| Exercise task |
Will you give the material below again, every line exactly as it is?
-- begin Items --
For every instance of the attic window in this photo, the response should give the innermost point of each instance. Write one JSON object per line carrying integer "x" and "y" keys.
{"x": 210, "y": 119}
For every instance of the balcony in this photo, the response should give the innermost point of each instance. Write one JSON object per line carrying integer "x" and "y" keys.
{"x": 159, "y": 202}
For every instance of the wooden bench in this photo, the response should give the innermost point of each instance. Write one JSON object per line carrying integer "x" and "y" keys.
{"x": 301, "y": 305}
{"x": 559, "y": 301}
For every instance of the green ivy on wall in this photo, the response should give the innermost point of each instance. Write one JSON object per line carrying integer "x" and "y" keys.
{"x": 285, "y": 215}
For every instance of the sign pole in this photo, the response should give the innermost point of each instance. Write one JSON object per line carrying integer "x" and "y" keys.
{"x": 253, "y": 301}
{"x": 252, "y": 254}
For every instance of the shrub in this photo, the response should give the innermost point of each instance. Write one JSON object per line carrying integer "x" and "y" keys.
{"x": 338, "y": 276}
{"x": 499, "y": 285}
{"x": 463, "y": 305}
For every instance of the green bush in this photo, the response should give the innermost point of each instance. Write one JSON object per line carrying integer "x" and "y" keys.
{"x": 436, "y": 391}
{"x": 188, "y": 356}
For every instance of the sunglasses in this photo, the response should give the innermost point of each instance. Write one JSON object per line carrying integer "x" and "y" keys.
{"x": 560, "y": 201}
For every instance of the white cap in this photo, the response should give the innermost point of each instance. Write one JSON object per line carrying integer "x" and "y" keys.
-- end Items --
| The response |
For every instance of the attic window in this photo, the response should give the innermost point of each instance. Write one JSON object per line carrying integer "x" and "y" keys.
{"x": 210, "y": 119}
For every instance of the balcony in this photo, the response should give the innermost point of each instance. Write one JSON object per line carrying integer "x" and "y" keys.
{"x": 159, "y": 202}
For every instance of the wooden bench in this photo, the response should give the innermost point of each instance. Write one JSON object per line carrying integer "x" and "y" keys.
{"x": 301, "y": 305}
{"x": 559, "y": 301}
For every instance of the green ivy on wall in this photo, the response should give the innermost point of each instance. Write one JSON object per line carrying integer "x" and "y" keys.
{"x": 285, "y": 215}
For every instance of the sign pole in this photo, the response should give the innermost point of each instance. Write one JSON object per line carrying integer "x" and "y" keys.
{"x": 253, "y": 301}
{"x": 252, "y": 254}
For every instance of the shrub in this photo, the response should give the innermost point of each instance. Write one JSON object per line carrying integer "x" and "y" keys.
{"x": 338, "y": 276}
{"x": 499, "y": 285}
{"x": 463, "y": 305}
For every instance of the green bush in this photo, the response should give the innermost point of each instance. Write one JSON object per line carrying integer "x" and "y" keys.
{"x": 436, "y": 391}
{"x": 188, "y": 356}
For every instance of the sunglasses in this photo, the response should give the innermost point of each instance. Write one JSON object per line carrying integer "x" and "y" keys.
{"x": 560, "y": 201}
For every instance of the white cap in this photo, the response should give the innermost point of each instance. Write one JSON object per line carrying integer "x" and "y" keys.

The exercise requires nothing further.